> _DOCUMENT EXTRACT_
- Born: Rebecca Rand Kirshner 1974 (age 50–51) United States
- Occupation: Writer, Showrunner

= Rebecca Rand Kirshner =

American writer and producer

Rebecca Kirshner is a writer and producer for American television. Her writing credits include Freaks and Geeks, Buffy the Vampire Slayer, and Gilmore Girls. She was the executive producer and showrunner of 90210 for the second and third season. According to a CBS rep, Kirshner was a saving force for the CW drama. She left the show in 2011 to pursue other creative interests.

==Life and career==
Kirshner has written for television under several names including Rebecca Kirshner, Rebecca Rand Kirshner, Rebecca Rand Kirshner Sinclair, R.R.K. Sinclair and Rebecca Sinclair. In 2022, she asked an interviewer to call her Rebecca X, having "dropped her patriarchal last name." She is currently writing as Rebecca Kirshner. She has written both hour long and half-hour long pilots.

In addition to her work in television, Kirshner writes children's stories and is a visual artist. In 2016, her art show "How to Make Love to a Cactus" was exhibited in Los Angeles and Yucca Valley.

She attended Harvard University where she was on the Harvard Lampoon as an editor and artist. She is the daughter of astrophysics professor Robert Kirshner, the great-granddaughter of Olympic hurdler William Rand and the descendant of Rebecca Nurse who was executed as a witch in Salem in 1692.

She married writer Josh Lieb in 2001. They divorced in 2003. She married New Zealand filmmaker and musician Harry Sinclair in December 2008. They were divorced in April 2016. In January 2018, she married French author Thibaut Mosneron Dupin. She has two children. In 2019, she co-created the children's animated series Kiri and Lou with Sinclair.

== Television work ==
=== Freaks and Geeks ===
- "The Diary" (First Aired: Monday January 31, 2000)

=== Buffy the Vampire Slayer ===
- "Out of My Mind" (First Aired: Tuesday October 17, 2000)
- "Listening to Fear" (First Aired: Tuesday November 28, 2000)

> _DIRECTIVE 1_
According to the biography, which show did Kirshner run as executive producer and showrunner for its second and third seasons?
The biography and the rows come from unrelated sources.

Object point labels
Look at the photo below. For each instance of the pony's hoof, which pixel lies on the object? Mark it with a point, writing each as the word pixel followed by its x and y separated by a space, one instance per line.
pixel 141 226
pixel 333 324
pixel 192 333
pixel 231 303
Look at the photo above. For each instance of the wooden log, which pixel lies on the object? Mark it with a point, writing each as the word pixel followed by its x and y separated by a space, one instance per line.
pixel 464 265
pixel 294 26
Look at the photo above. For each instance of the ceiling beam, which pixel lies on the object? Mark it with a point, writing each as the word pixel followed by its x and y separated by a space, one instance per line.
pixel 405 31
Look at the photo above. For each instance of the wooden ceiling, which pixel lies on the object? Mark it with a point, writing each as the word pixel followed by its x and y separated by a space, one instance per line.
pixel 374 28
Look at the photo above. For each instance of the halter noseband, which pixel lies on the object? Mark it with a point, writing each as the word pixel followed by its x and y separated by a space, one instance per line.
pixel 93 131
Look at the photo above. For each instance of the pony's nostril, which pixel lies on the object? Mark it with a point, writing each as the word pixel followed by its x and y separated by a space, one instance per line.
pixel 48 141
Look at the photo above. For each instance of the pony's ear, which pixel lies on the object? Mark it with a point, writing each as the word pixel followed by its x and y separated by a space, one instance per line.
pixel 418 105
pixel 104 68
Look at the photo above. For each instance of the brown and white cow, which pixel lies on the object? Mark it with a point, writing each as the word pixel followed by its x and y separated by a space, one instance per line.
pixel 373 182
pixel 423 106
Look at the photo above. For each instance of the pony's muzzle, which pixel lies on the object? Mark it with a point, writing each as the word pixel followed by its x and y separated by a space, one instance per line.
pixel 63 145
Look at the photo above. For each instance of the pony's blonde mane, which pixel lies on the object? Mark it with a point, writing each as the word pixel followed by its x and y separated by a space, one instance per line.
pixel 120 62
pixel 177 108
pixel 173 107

> _DIRECTIVE 2_
Give the rows as a JSON list of strings, one string per line and blank lines omitted, starting at the line that contains "wooden ceiling, which" and ending at the line that contains "pixel 374 28".

> _FINISHED ANSWER 1_
90210

> _FINISHED ANSWER 2_
[
  "Look at the photo above. For each instance of the wooden ceiling, which pixel lies on the object? Mark it with a point, writing each as the word pixel followed by its x and y separated by a space, one instance per line.",
  "pixel 374 28"
]